Skeleton Assembly

Roger Topp

Team of skeleton assemblers at work in the space converted to a workshop in the UAMN.

Editor’s note: This is one of a series of columns exploring bowhead whales and the bowhead whale exhibit now on display at the University of Alaska Museum of the North.

By December 2019, the UAMN had decided to proceed into late phases of bone preparations. Final skeletal bone cleaning was underway by February 2020. Then, in March of 2020, the Covid-19 pandemic caused UAF’s operational curtailment. Student help positions evaporated. UAMN budget strictures became more severe, as tourism and paid visitorship dwindled to near zero. Some museum staff were furloughed and others worked from home.

UAF’s summer 2020 campus shutdown nevertheless presented new opportunities to alert motivated and enterprising enthusiasts intent on finishing both the permanent and temporary bowhead exhibits. The absence of summer visitors allowed the museum to initiate engineers’ structural re-evaluations of ceiling support from which to hang the bowhead skeleton from enough points to distribute its weight safely.

Without visitors, the museum also re-purposed its auditorium as a temporary workshop. There, the whale’s skeleton could be spread out and then re-assembled in strongly articulated segments. Key museum staff collaborators, Curator of Mammals Link Olson, Mammals Collections Manage, Aren Gunderson, and Museum Operations Manager Kevin May, managed to work efficiently in UAMN space not occupied by visitors.

Another contributor was Lee Post of the Pratt Museum in Homer, essential for his expertise in articulating marine mammal skeletons for display. The museum’s auditorium became the place where teams readied sections of the skeleton for perfecting three-dimensional configurations, then moved those through double-wide doorway to the foyer near the UAMN’s curving stairway.

Alcan Builders, Inc. made Ed Barger available for solving local physical and mechanical glitches as they arose. Morgan Dulian of the University Foundation served as liaison to the Stroecker Foundation, as the target date for opening the bowhead whale exhibits approached.

Roger Topp, head of Exhibits and Digital Media Production, and Mareca Guthrie, fine arts curator, assembled written and illustrative materials for permanent and temporary bowhead exhibits.

--*--

What you need to do
1. Write out the part of the skeleton assembly column starting with "Another contributor was" and going on through "for permanent and temporary bowhead exhibits.".
2. In the skeleton assembly column, what did the museum re-purpose its auditorium as while there were no visitors?

--*--

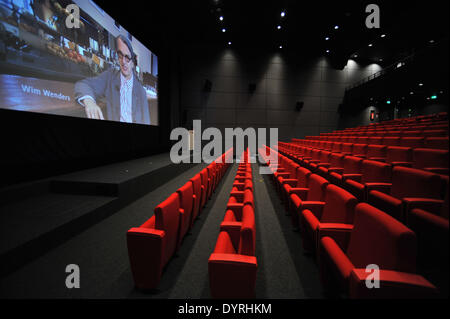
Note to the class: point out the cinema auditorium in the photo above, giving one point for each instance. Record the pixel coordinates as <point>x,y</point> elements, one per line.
<point>218,150</point>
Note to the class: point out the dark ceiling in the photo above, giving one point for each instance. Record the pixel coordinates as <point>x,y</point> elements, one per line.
<point>408,25</point>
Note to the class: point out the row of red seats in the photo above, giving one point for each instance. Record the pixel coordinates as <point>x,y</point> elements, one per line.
<point>417,198</point>
<point>429,132</point>
<point>432,160</point>
<point>347,236</point>
<point>411,141</point>
<point>152,245</point>
<point>232,266</point>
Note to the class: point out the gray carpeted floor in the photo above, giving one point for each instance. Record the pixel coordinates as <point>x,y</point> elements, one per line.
<point>283,270</point>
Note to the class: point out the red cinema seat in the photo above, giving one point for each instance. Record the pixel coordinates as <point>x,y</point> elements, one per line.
<point>232,268</point>
<point>437,143</point>
<point>290,185</point>
<point>360,150</point>
<point>413,142</point>
<point>431,160</point>
<point>391,141</point>
<point>399,156</point>
<point>375,140</point>
<point>373,175</point>
<point>336,162</point>
<point>347,148</point>
<point>205,188</point>
<point>409,187</point>
<point>375,239</point>
<point>198,192</point>
<point>434,133</point>
<point>187,199</point>
<point>430,223</point>
<point>352,167</point>
<point>376,153</point>
<point>300,198</point>
<point>151,245</point>
<point>338,208</point>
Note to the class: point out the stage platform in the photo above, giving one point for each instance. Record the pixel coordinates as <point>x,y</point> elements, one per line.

--*--

Responses
1.
Another contributor was Lee Post of the Pratt Museum in Homer, essential for his expertise in articulating marine mammal skeletons for display. The museum’s auditorium became the place where teams readied sections of the skeleton for perfecting three-dimensional configurations, then moved those through double-wide doorway to the foyer near the UAMN’s curving stairway.

Alcan Builders, Inc. made Ed Barger available for solving local physical and mechanical glitches as they arose. Morgan Dulian of the University Foundation served as liaison to the Stroecker Foundation, as the target date for opening the bowhead whale exhibits approached.

Roger Topp, head of Exhibits and Digital Media Production, and Mareca Guthrie, fine arts curator, assembled written and illustrative materials for permanent and temporary bowhead exhibits.

2. A temporary workshop.